==== TRECHO ====

Texto do Pe. Adroaldo Palaoro, sj como sugestão para rezar o Evangelho do 25º. Domingo do Tempo Comum (Ano C).
“Os filhos deste mundo são mais astutos em seus negócios do que os filhos da luz” (Lc 16,8)
O Evangelho
deste domingo nos situa diante de mais uma parábola "escandalosa" de
Jesus, ou seja, um relato impactante e provocativo, que ajuda a “despertar” o
ouvinte ou o leitor.
Mas o que
se trata na parábola não é da injustiça cometida nem da desonestidade do
administrador, senão de sua astúcia. O objeto de louvor por
parte de Jesus é a esperteza, a audácia e o empenho com que o administrador
tira partido de uma situação presente tendo em vista garantir o futuro; Jesus
elogia o administrador não porque roubou, mas porque teve presença de espírito,
soube calcular bem as coisas e encontrar uma saída honrosa, enquanto havia
tempo. E a “saída” do administrador, ameaçado de desemprego, foi fazer “amigos”
para depois.
A parábola, apesar das aparências, não está centrada no dinheiro, mas na
“astúcia” do administrador.
E é então quando a parábola dá o salto “dos filhos das trevas” aos
“filhos da luz”, tomando forma de denúncia ou alerta: todos somos “astutos”

==== DADOS REGISTRADOS ====

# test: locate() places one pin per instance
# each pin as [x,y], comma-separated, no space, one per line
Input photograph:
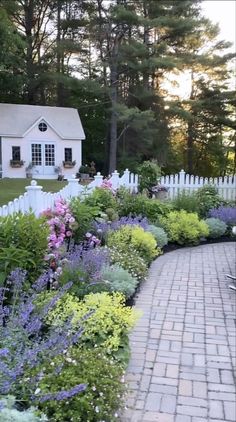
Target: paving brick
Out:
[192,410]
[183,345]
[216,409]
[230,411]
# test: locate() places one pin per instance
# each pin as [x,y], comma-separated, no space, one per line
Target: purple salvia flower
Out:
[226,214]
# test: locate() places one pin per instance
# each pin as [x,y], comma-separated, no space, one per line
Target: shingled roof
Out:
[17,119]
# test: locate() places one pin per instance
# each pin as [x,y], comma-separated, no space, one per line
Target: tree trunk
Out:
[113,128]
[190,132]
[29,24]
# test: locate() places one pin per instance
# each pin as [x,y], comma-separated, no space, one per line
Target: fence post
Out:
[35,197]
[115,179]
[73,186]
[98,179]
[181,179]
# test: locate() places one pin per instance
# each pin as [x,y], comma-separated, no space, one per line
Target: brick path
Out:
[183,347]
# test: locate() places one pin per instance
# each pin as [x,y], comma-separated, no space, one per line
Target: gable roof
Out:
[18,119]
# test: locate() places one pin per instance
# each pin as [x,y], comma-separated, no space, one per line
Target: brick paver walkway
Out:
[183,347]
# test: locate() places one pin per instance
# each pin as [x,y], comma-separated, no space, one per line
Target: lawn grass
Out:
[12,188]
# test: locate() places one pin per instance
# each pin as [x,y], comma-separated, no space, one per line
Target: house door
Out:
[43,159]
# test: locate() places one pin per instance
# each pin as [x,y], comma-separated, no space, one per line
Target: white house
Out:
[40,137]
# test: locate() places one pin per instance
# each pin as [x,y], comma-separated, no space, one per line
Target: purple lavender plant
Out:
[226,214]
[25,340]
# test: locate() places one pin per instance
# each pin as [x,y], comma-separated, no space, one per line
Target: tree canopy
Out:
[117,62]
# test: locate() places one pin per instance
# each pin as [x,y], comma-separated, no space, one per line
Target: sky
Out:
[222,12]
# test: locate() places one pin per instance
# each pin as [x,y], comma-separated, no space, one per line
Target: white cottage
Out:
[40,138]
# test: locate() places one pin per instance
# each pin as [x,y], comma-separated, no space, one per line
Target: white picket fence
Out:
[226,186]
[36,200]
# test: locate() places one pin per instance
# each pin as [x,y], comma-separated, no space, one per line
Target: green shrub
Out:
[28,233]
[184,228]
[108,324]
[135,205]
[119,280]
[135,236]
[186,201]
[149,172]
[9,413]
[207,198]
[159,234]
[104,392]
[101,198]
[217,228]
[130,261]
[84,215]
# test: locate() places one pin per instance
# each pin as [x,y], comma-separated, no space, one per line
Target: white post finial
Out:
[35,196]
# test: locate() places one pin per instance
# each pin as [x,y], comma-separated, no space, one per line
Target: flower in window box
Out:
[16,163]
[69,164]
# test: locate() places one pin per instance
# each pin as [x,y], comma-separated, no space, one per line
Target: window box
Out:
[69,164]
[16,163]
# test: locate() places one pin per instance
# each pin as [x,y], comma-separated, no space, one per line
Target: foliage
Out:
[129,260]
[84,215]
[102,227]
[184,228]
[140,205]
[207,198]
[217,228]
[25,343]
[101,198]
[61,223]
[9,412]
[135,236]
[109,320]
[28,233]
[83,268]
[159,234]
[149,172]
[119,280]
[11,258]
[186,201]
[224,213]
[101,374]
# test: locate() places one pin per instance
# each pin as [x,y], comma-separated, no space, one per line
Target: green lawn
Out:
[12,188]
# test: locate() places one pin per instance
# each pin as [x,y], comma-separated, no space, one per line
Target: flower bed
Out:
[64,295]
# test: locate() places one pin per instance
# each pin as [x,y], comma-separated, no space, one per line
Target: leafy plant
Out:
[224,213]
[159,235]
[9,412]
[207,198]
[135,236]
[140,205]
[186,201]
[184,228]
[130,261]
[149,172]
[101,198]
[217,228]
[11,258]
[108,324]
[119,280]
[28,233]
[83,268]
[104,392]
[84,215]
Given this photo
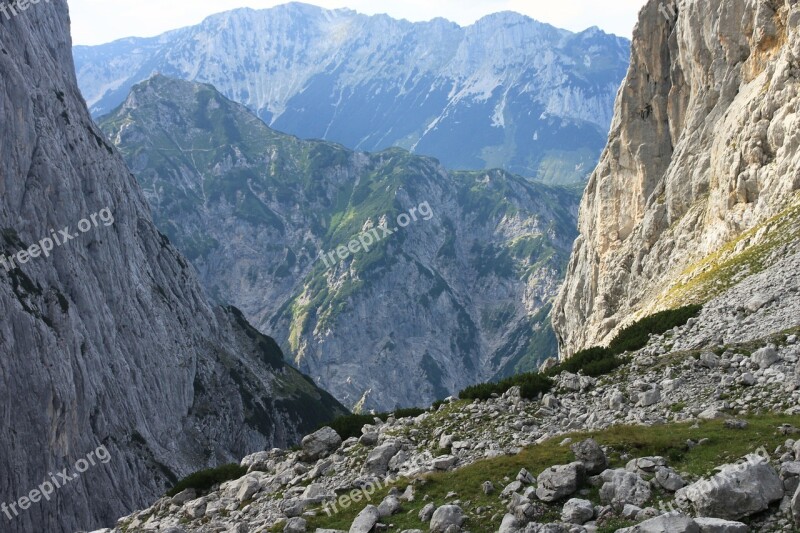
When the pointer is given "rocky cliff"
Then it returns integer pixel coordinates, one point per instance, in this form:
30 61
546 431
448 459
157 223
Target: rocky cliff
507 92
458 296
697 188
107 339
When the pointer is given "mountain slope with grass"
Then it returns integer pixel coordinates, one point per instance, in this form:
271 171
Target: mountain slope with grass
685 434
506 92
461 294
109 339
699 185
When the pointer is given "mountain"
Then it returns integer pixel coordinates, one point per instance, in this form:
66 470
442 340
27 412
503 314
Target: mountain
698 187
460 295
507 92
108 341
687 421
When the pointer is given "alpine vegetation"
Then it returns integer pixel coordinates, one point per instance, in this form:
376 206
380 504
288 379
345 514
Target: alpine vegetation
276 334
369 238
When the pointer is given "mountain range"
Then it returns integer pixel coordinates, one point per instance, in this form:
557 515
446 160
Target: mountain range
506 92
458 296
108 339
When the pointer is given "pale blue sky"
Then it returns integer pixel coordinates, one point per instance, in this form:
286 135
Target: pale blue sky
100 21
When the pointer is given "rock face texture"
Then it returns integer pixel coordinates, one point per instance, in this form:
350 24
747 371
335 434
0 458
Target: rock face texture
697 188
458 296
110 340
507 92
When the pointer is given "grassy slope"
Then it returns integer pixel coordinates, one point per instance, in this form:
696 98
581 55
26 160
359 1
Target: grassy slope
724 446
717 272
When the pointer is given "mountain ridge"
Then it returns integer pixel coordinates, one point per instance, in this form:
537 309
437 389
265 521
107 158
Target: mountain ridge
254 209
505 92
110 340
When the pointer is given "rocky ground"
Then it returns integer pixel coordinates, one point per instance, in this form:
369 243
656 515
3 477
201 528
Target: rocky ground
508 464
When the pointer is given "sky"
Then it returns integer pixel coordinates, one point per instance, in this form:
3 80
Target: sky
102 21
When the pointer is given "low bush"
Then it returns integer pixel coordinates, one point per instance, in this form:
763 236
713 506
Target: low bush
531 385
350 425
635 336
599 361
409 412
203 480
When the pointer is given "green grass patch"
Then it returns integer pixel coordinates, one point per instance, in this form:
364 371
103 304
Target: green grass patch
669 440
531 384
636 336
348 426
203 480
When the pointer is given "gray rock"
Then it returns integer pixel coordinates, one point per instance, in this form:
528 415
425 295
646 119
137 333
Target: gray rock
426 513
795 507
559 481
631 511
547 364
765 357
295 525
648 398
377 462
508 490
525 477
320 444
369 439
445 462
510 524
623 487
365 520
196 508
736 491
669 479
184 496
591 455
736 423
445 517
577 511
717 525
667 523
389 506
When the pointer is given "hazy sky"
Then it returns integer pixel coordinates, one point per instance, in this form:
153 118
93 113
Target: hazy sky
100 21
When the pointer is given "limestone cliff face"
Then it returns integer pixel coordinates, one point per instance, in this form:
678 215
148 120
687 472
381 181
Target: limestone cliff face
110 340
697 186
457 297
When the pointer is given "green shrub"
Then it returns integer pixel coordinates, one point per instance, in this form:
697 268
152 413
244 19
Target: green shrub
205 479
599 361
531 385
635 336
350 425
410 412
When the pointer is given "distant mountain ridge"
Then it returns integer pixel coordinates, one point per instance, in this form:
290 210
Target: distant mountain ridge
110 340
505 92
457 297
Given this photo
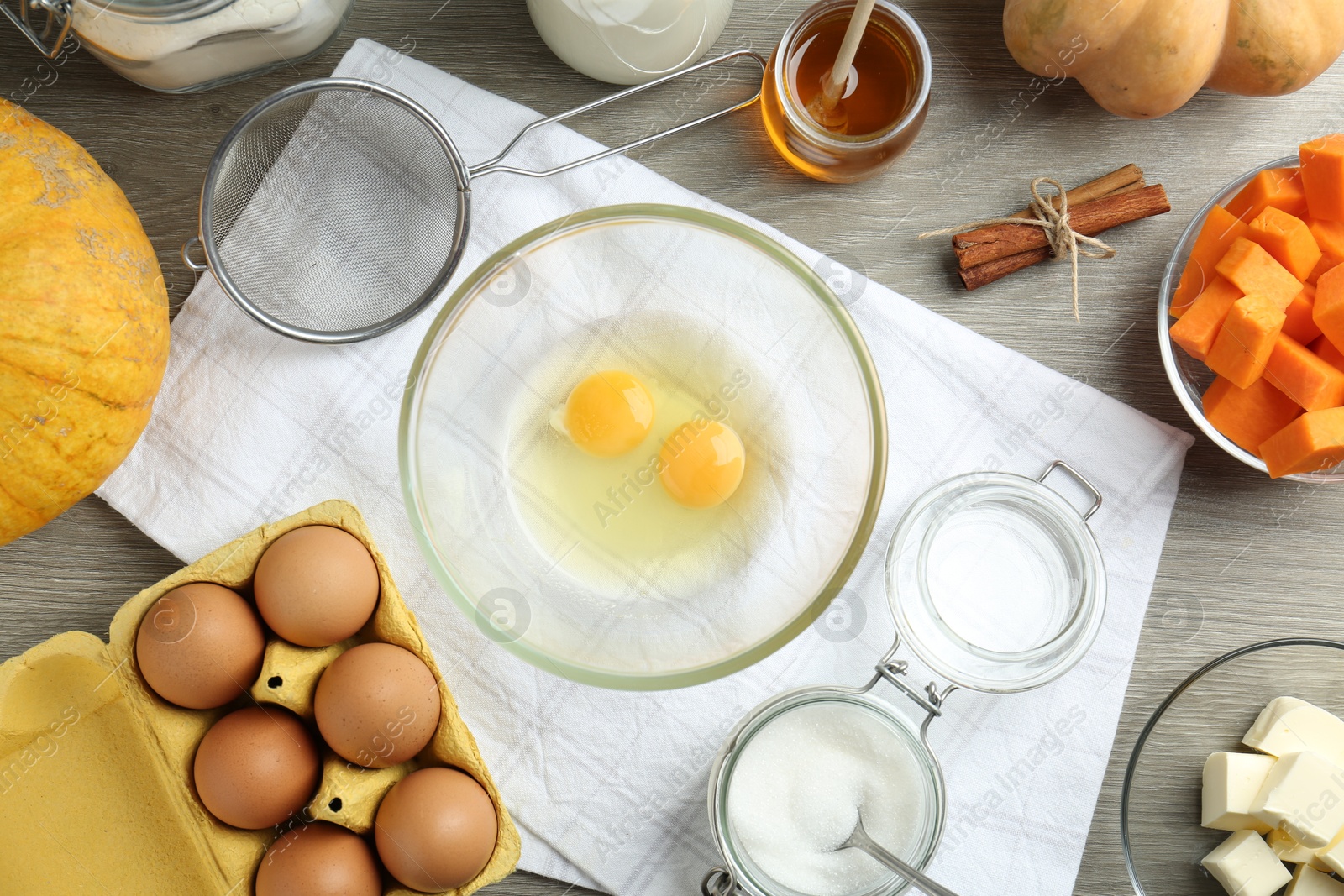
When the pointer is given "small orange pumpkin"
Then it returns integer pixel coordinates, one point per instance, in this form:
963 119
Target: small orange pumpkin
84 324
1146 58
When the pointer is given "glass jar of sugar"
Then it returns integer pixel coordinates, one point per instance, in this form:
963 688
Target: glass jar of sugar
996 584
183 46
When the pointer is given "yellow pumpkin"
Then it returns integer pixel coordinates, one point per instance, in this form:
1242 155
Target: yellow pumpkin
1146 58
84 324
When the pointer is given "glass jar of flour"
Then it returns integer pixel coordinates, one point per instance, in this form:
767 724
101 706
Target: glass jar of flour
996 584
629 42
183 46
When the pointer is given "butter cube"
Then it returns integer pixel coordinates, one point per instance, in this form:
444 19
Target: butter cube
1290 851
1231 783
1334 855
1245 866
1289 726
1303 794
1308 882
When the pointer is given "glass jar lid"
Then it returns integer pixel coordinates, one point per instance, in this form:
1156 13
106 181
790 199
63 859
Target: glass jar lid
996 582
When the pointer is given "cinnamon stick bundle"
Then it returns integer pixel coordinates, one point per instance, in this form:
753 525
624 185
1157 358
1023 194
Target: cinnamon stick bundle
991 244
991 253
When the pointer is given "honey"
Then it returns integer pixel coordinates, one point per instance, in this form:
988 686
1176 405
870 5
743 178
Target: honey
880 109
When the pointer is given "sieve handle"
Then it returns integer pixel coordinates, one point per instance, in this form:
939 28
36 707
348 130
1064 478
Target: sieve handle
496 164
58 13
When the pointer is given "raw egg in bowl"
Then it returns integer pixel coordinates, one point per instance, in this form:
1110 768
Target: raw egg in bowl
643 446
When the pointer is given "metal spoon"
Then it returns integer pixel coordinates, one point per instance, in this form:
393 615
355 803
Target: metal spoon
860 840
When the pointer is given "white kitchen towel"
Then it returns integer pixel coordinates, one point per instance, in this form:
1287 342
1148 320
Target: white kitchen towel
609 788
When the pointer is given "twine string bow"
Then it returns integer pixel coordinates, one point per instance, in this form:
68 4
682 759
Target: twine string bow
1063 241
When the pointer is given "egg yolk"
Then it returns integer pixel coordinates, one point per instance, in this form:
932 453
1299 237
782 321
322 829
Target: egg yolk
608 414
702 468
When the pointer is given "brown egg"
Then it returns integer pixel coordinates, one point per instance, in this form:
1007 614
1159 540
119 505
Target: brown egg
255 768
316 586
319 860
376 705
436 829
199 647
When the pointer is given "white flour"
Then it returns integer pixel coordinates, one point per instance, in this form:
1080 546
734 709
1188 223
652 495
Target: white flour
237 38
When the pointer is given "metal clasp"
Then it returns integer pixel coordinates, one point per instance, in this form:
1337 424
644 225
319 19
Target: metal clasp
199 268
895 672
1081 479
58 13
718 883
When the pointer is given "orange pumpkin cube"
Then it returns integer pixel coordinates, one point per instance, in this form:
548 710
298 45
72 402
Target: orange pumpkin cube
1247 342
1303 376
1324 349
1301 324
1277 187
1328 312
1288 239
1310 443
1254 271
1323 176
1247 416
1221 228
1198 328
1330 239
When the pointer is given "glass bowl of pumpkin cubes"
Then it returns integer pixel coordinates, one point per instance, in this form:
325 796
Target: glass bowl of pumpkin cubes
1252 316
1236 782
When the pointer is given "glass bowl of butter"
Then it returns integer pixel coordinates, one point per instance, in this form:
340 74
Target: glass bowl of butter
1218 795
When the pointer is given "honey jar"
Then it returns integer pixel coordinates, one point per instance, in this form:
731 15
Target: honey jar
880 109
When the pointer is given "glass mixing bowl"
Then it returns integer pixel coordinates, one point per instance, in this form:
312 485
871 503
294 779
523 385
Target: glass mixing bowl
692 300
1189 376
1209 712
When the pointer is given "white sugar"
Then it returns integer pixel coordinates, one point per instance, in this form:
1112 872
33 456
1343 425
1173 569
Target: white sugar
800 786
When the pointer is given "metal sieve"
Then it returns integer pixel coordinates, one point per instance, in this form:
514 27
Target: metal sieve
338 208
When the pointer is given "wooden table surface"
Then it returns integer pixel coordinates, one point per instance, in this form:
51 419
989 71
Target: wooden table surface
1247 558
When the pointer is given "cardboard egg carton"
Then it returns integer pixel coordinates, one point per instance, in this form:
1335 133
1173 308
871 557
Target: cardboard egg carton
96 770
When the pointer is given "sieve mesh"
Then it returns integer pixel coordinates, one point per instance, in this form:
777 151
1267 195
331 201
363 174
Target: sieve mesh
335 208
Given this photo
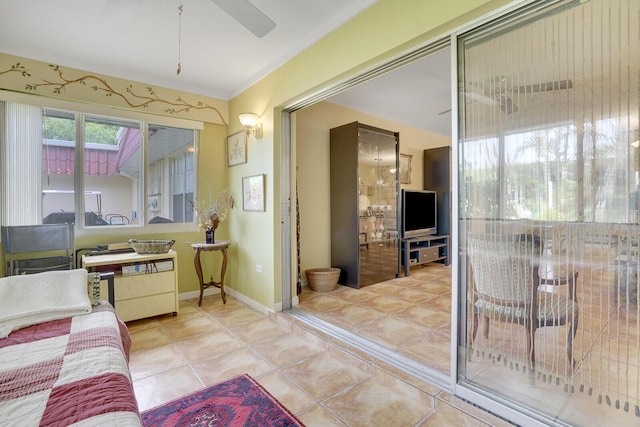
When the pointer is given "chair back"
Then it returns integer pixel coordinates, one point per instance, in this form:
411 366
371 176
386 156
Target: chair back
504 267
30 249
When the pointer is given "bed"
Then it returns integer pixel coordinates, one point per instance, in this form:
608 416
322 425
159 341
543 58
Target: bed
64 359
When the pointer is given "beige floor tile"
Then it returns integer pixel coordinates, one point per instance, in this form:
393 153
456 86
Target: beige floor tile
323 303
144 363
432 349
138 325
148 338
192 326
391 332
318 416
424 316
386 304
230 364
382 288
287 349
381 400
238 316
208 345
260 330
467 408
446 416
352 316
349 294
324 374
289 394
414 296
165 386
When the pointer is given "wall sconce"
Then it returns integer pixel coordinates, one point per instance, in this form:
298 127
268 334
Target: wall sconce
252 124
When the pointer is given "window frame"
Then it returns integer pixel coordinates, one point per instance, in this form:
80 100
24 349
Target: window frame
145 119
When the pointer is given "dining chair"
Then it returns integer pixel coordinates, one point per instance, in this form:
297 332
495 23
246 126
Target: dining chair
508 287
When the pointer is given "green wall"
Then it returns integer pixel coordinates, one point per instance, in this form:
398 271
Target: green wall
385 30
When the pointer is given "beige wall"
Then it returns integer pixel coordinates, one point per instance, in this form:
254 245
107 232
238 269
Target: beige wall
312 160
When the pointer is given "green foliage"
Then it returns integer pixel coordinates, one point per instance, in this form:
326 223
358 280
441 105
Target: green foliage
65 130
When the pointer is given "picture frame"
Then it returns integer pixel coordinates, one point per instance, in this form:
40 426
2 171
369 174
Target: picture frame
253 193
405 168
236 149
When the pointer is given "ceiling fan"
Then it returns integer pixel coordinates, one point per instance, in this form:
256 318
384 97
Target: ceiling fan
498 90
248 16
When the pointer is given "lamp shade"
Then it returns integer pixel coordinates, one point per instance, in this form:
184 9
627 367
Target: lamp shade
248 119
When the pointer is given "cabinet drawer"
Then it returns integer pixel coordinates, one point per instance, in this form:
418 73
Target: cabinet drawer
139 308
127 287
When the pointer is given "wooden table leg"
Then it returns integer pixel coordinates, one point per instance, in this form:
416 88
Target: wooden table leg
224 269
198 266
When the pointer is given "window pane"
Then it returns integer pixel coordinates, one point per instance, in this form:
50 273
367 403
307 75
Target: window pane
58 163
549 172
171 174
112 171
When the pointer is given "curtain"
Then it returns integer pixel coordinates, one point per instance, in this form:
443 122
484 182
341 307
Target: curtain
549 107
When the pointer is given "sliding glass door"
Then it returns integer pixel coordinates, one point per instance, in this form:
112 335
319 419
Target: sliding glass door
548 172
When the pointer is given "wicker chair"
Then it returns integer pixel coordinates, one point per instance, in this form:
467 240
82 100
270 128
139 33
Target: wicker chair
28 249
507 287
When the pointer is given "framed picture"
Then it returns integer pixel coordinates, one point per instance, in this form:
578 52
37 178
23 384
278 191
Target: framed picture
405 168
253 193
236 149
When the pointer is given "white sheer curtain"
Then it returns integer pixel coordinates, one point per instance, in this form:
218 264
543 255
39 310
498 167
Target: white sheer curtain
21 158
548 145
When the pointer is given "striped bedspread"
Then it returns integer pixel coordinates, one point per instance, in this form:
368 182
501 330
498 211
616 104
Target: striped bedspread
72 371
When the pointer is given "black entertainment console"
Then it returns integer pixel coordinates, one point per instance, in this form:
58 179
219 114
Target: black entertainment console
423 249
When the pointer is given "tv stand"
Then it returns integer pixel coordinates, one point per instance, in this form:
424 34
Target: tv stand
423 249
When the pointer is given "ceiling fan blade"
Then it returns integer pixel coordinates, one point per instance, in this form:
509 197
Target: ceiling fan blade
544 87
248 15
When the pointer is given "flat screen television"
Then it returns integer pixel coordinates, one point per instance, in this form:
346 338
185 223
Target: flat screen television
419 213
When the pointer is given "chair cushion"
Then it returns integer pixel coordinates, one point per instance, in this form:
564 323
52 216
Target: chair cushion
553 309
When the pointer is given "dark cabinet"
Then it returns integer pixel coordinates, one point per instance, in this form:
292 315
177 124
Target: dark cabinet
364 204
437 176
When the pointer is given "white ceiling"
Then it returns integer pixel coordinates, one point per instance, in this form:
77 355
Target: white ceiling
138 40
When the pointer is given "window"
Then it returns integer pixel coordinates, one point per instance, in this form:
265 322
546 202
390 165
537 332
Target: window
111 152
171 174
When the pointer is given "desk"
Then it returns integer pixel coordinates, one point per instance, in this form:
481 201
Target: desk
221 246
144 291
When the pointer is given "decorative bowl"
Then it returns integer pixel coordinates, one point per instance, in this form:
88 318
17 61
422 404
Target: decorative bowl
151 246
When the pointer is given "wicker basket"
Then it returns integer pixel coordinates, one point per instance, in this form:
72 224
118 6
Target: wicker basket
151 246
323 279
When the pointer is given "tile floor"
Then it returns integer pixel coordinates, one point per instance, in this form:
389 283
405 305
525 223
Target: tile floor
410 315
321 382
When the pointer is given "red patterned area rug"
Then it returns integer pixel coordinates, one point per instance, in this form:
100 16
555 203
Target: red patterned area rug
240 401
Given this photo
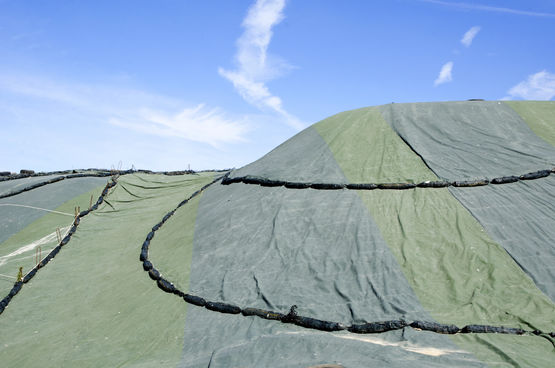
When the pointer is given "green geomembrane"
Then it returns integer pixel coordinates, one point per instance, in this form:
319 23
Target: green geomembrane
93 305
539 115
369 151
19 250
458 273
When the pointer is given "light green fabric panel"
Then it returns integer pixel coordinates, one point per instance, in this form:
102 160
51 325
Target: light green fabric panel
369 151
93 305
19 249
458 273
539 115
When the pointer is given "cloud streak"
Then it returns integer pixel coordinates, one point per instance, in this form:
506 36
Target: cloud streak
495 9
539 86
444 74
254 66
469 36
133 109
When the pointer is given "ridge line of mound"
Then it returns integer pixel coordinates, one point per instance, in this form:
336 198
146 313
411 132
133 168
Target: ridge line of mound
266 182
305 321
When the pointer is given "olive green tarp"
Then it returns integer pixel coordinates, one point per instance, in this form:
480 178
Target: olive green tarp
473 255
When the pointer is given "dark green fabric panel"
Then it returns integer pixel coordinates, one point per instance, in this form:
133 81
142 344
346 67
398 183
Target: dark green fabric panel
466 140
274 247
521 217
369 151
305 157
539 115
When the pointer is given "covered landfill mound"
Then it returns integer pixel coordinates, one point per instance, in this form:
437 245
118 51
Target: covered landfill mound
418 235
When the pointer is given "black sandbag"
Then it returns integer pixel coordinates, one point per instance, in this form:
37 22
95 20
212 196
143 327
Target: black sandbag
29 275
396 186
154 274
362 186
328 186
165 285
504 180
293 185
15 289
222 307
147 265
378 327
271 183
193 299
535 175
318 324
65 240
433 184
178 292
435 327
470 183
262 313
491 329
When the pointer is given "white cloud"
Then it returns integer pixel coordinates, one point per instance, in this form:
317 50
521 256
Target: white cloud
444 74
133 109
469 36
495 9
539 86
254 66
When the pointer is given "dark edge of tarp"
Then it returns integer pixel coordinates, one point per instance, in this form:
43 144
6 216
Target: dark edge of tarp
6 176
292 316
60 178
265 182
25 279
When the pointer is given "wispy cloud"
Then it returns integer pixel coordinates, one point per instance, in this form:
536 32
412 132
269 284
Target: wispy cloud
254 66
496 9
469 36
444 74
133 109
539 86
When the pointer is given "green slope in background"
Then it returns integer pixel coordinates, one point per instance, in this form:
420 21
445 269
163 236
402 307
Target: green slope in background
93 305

====

_O QUE FAZER:_
• A. Conte as linhas dos registros em que aparece a palavra "flower" e informe só o número.
• B. Prossiga com o texto sobre a parábola do administrador astuto a partir do ponto em que ele para.

_RESPOSTAS POR TAREFA:_
• A. 3

• B.
quando manejamos os assuntos do nosso ego, naquilo que tem a ver com seus
interesses. Não aplicamos a mesma inteligência para aquilo que tem a ver com
nossa verdade profunda. Precisamos estar atentos para viver coerentemente com o
que realmente somos. Em uma palavra: vivemos nas “trevas” ou na “luz”?
Quanto investimos no mal e como
somos preguiçosos e sem criatividade na vivência do bem!
Não podemos continuar lamentando o
mau que os outros fazem; devemos lamentar o bem que deixamos de fazer; não
queixemos do mal que está no mundo; lamentemos daquilo que nós, seguidores(as)
de Jesus, não fazemos para que nosso mundo esteja melhor.
Não lamentemos dos maus, mas dos
inúteis que os bons costumam ser.
A comunidade cristã não anda mal
pelos pecados que há nela. Anda mal pelo fato de sermos poucos criativos e o
pouco que os bons fazem por ela.
Jesus reconhece a esperteza dos filhos deste mundo utilizada para
cometer delitos, enganar, roubar ou levar uma vida corrupta, e realça o modo de
proceder daqueles que o seguem, ou seja, a necessidade de serem também astutos
para fazer o bem e lutar pela justiça.
Ele quer que os “filhos da luz” sejam criativos em favor do Reino:
estejam atentos, sejam hábeis e permaneçam despertos e ativos para livrar-se do
complicado e sutil combate contra os mecanismos do mal; neste caso, o que gera
a ambição do dinheiro.
Não devemos imitar a injustiça que
o administrador infiel está cometendo, mas utilizar a astúcia e a prontidão com
que atua; ele é um filho deste mundo; é sagaz porque, em meio à situação
desesperada de ser despedido do emprego, soube aproveitar da situação para
preservar seus interesses. Com esperteza, com decisão e sem escrúpulos,
aproveita o que lhe pode proporcionar vantagem para garantir sua vida futura.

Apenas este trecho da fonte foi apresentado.